Instruction: Arrange the data from the line with "target: **blue sari**" up to and including the line with "348 325 L 365" as a two-column CSV with the columns text and answer. Each row should hold one wording and its answer, each in a single quoted field with line breaks replaced by spaces.

═══ Supplied records ═══

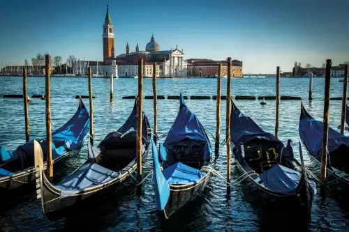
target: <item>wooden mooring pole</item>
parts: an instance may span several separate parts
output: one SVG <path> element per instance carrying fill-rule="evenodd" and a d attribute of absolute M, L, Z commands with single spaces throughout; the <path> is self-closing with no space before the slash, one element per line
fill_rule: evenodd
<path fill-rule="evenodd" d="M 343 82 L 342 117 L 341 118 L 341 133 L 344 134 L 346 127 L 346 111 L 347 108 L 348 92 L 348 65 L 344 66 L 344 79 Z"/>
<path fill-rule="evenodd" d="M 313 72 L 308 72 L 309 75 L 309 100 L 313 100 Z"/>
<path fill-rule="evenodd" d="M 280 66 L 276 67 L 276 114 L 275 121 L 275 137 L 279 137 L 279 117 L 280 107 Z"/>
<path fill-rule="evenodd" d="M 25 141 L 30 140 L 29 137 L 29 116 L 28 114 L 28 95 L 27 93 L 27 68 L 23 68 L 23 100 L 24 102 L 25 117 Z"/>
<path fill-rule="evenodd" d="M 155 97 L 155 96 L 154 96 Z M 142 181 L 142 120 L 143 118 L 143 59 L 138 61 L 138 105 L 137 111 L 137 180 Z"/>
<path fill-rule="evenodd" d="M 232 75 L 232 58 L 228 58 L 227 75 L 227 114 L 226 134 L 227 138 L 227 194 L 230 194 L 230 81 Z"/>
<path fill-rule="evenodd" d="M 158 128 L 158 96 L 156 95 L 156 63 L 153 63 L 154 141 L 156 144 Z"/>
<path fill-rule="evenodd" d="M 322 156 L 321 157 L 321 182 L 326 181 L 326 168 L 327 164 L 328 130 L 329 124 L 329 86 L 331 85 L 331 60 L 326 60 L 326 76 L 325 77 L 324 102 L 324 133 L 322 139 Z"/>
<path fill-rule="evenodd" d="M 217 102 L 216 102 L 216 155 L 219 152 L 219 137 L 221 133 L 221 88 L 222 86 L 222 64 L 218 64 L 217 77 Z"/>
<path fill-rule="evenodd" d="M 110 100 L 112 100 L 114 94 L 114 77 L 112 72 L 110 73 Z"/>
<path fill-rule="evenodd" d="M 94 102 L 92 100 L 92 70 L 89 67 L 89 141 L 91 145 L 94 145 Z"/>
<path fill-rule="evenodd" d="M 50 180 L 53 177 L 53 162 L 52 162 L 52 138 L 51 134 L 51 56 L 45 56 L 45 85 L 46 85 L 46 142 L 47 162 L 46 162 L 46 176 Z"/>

═══
═══ Supplied records ═══

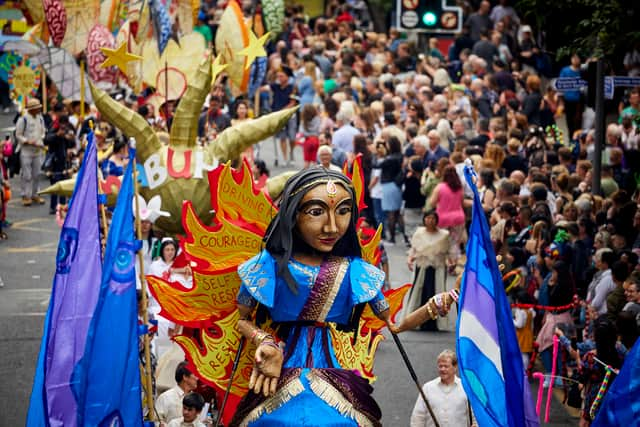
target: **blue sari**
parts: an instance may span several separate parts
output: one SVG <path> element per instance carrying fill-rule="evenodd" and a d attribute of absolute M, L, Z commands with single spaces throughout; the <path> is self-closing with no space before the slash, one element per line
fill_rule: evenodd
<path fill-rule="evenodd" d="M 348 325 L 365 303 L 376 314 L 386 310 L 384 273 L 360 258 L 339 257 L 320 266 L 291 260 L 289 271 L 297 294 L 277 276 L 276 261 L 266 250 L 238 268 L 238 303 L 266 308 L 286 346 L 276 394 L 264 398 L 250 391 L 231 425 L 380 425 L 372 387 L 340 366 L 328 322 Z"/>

═══

Written response:
text,answer
"target: **blue sari** parts: an instance may span several separate parts output: one SVG <path> element per instance carrying fill-rule=""evenodd"" and a d attribute of absolute M, L, Z commands with single spaces throughout; the <path> is self-closing with no space before the slash, one element per line fill_rule: evenodd","<path fill-rule=""evenodd"" d=""M 348 325 L 365 303 L 376 314 L 386 310 L 384 273 L 360 258 L 339 257 L 320 266 L 291 260 L 289 271 L 297 294 L 277 276 L 276 261 L 266 250 L 238 268 L 238 303 L 266 308 L 286 346 L 276 394 L 264 398 L 250 391 L 231 425 L 380 425 L 372 387 L 340 366 L 328 322 Z""/>"